Reproduce the items that follow, renaming "warehouse interior" to "storage hall interior" wherever it occurs and leaving everything else unchanged.

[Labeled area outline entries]

• • • • •

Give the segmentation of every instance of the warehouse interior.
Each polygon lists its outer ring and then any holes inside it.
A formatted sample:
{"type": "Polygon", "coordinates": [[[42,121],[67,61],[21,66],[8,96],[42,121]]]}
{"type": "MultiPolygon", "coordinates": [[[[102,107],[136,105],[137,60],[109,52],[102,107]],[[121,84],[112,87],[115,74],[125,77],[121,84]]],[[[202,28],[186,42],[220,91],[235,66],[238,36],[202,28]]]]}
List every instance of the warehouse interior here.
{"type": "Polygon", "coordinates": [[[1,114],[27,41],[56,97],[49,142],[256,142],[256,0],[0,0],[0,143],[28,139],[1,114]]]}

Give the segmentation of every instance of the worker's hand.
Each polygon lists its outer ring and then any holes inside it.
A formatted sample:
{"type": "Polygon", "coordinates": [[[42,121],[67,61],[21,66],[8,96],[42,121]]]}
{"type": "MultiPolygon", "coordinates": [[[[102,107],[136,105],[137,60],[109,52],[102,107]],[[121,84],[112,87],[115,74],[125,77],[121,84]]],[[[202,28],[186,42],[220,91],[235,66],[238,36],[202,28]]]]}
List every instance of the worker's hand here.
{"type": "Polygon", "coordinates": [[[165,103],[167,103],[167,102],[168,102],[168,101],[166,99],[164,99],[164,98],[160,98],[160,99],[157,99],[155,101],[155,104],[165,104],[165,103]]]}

• • • • •

§ **RESULT OF THE EXERCISE**
Give the segmentation of every instance of the storage hall interior.
Each polygon lists its outer ring and then any holes inside it.
A formatted sample:
{"type": "Polygon", "coordinates": [[[42,121],[67,61],[21,66],[8,96],[42,121]]]}
{"type": "MultiPolygon", "coordinates": [[[[102,107],[136,105],[137,60],[109,52],[102,107]],[[121,84],[112,87],[115,74],[125,77],[121,84]]],[[[202,28],[186,42],[220,91],[235,66],[238,36],[202,28]]]]}
List every instance of the storage hall interior here.
{"type": "Polygon", "coordinates": [[[1,114],[27,41],[56,97],[49,142],[256,142],[256,0],[0,0],[0,143],[28,139],[1,114]]]}

Give the segmentation of every instance of the worker's hand.
Each polygon lists its outer ring and then any holes inside it.
A formatted sample:
{"type": "Polygon", "coordinates": [[[42,121],[67,61],[21,66],[8,96],[42,121]]]}
{"type": "MultiPolygon", "coordinates": [[[[102,107],[136,105],[137,60],[109,52],[102,107]],[[121,84],[112,87],[115,74],[125,77],[121,84]]],[[[202,28],[186,42],[220,91],[235,66],[238,36],[202,28]]]]}
List every instance of the worker's hand here.
{"type": "Polygon", "coordinates": [[[165,103],[167,103],[167,102],[168,102],[168,101],[166,99],[164,99],[164,98],[160,98],[160,99],[157,99],[155,101],[155,104],[165,104],[165,103]]]}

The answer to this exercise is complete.